Referring expression pointing data:
******************************

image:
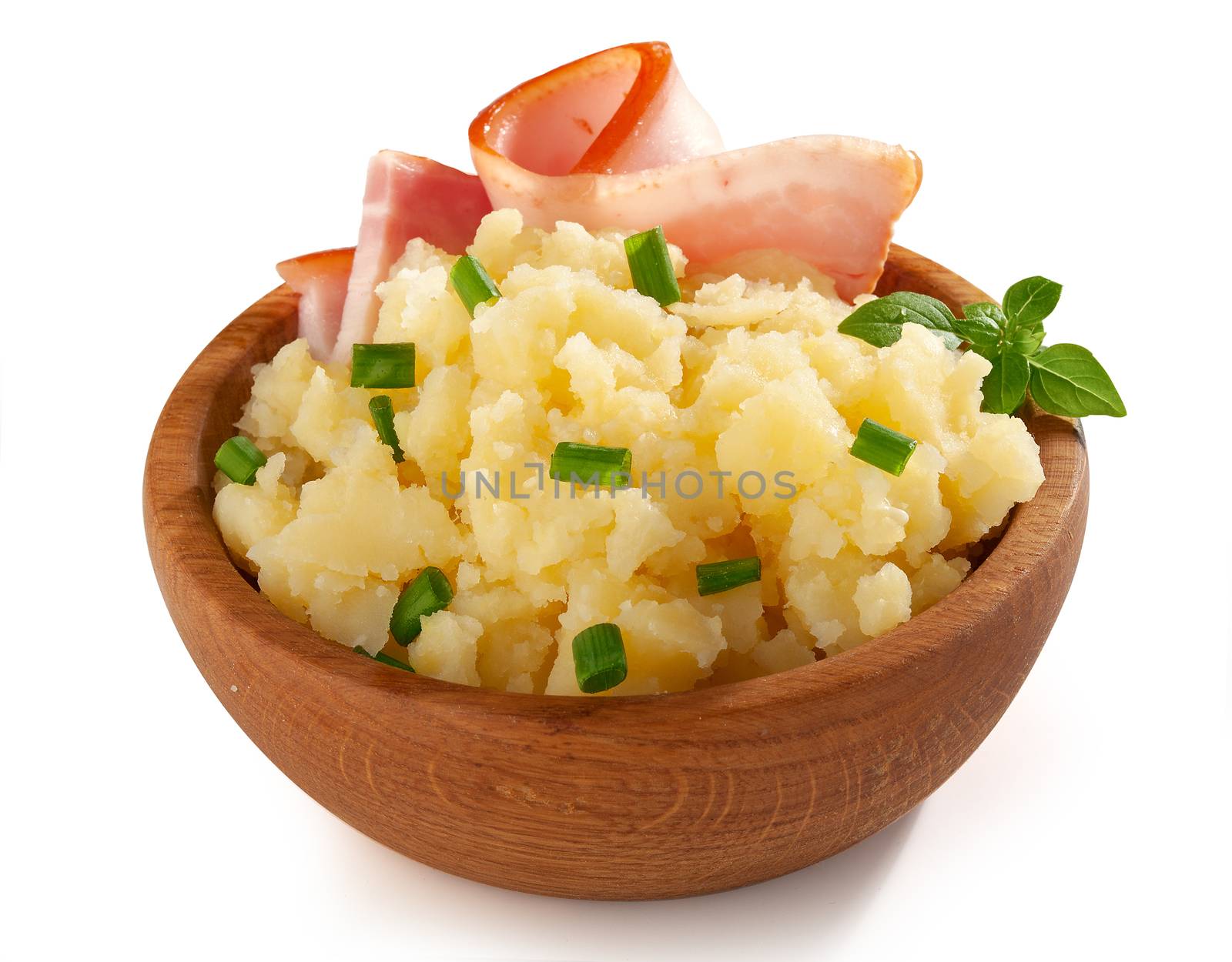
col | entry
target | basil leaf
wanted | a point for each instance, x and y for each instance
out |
(881, 322)
(981, 326)
(1026, 339)
(1030, 301)
(1006, 385)
(1067, 379)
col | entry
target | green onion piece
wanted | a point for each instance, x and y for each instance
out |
(651, 266)
(383, 660)
(882, 447)
(591, 463)
(239, 459)
(430, 592)
(383, 365)
(382, 416)
(472, 283)
(599, 658)
(725, 576)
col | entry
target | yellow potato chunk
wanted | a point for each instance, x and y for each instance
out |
(738, 404)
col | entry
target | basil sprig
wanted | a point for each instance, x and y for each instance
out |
(1063, 379)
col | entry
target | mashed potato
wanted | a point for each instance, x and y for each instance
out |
(739, 406)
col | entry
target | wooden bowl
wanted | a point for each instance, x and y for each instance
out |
(624, 797)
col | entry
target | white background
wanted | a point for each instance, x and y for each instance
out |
(159, 160)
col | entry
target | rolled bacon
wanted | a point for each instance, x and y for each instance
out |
(616, 139)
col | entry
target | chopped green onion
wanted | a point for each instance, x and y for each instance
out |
(725, 576)
(239, 459)
(591, 463)
(651, 265)
(599, 658)
(472, 283)
(882, 447)
(382, 416)
(430, 592)
(383, 660)
(383, 365)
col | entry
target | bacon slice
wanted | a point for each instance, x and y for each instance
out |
(406, 197)
(831, 201)
(620, 110)
(616, 139)
(320, 281)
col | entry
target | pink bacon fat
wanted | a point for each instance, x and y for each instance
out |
(320, 281)
(406, 197)
(616, 139)
(831, 201)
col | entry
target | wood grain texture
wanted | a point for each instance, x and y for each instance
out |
(619, 798)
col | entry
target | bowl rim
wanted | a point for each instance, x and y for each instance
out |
(189, 553)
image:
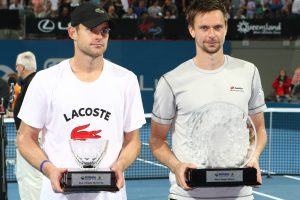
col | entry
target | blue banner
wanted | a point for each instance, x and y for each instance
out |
(147, 59)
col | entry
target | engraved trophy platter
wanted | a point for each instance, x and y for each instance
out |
(222, 139)
(88, 154)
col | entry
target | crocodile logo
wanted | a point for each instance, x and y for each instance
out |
(78, 133)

******************************

» What this task involves
Write the data out again exactly, but without its images.

» Written reply
image:
col | entry
target | basil leaf
wanted | a point for each instance, x and y for each instance
out |
(881, 322)
(981, 326)
(1026, 339)
(1030, 301)
(1006, 385)
(1067, 379)
col | entry
target | green onion piece
wanted | a point for each instance, x and y for each instance
out |
(651, 266)
(383, 660)
(882, 447)
(591, 463)
(239, 459)
(430, 592)
(383, 365)
(382, 416)
(472, 283)
(599, 658)
(725, 576)
col | entry
target | yellow potato chunk
wanted | a point for each instance, x and y for each instance
out |
(738, 404)
col | entry
target | basil sprig
wanted | a point for each instance, x and y for each instance
out |
(1063, 379)
col | entry
target | mashed potato
wanted | a point for each instance, x and y for each instance
out |
(739, 406)
col | entry
target | wooden bowl
wanted | a point for each instance, x and y for each instance
out |
(624, 797)
col | entry
target | white background
wanted | a point for each instance, x and y for each instance
out |
(159, 160)
col | entry
target | rolled bacon
wanted | a point for each instance, x and y for each instance
out |
(616, 139)
col | entry
target | chopped green onion
wanted | a point for each instance, x and y for each instance
out |
(725, 576)
(239, 459)
(591, 463)
(651, 265)
(599, 658)
(472, 283)
(882, 447)
(382, 416)
(430, 592)
(383, 660)
(383, 365)
col | entry
target | bacon slice
wanted | a point for each instance, x and y for each instance
out |
(406, 197)
(831, 201)
(620, 110)
(616, 139)
(320, 281)
col | entry
target | pink bacon fat
wanted | a point for each instance, x and y for each instance
out |
(320, 281)
(406, 197)
(616, 139)
(831, 201)
col | entry
target | wood grain texture
wanted | a point for each instance, x and y for each instance
out |
(619, 798)
col | entry
target | bowl rim
wanted | a point for each instance, x and y for each instance
out |
(189, 553)
image:
col | entry
target | blue banner
wanted | a point for each instance, x and y for each instance
out |
(147, 59)
col | entry
target | engraved trophy platter
wanted | a point for each instance, x and y for each instance
out |
(222, 139)
(88, 154)
col | entry
target | crocodile logo
wanted | a point for each instance, x and y for each instance
out |
(78, 133)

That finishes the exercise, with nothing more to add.